EXERCISE DESCRIPTION:
Rewrite the items from the first line up to and including the line with "# a ring inside", substituting "object" for every occurrence of "instance" and leaving everything else unchanged.
─── DATA PROVIDED ───
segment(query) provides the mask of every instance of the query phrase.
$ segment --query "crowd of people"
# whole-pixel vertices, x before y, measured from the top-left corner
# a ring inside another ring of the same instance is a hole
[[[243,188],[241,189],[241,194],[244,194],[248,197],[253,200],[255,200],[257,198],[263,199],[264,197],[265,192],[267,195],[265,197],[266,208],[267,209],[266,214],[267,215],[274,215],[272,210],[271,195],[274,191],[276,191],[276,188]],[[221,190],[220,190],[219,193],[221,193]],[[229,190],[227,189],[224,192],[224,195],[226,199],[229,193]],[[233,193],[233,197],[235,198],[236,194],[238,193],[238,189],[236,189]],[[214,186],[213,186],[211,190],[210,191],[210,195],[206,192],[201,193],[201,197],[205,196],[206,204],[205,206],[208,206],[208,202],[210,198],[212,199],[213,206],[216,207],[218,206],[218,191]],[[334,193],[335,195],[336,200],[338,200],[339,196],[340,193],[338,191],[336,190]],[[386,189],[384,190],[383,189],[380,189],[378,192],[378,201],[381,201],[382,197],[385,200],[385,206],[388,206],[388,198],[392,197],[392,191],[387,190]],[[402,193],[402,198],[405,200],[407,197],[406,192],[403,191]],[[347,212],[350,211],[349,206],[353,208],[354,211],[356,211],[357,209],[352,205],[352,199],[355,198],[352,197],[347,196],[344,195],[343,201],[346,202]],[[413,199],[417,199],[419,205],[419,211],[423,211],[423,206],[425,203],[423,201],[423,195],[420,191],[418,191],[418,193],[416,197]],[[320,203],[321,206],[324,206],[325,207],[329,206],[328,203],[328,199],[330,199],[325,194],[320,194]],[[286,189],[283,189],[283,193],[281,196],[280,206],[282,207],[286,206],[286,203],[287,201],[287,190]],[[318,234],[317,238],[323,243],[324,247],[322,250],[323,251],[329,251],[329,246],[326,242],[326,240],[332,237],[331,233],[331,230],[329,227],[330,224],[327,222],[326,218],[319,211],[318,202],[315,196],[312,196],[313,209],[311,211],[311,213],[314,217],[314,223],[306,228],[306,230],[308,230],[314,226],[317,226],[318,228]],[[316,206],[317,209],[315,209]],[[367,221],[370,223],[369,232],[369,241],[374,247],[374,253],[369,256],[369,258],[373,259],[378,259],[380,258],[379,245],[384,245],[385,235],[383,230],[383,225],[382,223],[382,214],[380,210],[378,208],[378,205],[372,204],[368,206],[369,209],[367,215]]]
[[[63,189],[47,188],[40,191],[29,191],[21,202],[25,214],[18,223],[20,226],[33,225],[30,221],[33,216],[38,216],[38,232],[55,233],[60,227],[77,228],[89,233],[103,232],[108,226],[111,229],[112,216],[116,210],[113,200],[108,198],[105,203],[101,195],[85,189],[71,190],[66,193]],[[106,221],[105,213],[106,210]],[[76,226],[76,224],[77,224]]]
───
SOLUTION FOR THIS TASK:
segment(query) provides the mask of every object of the query phrase.
$ segment --query "crowd of people"
# whole-pixel vertices, x before y, measured from the top-left corner
# a ring inside another ring of the same object is a hole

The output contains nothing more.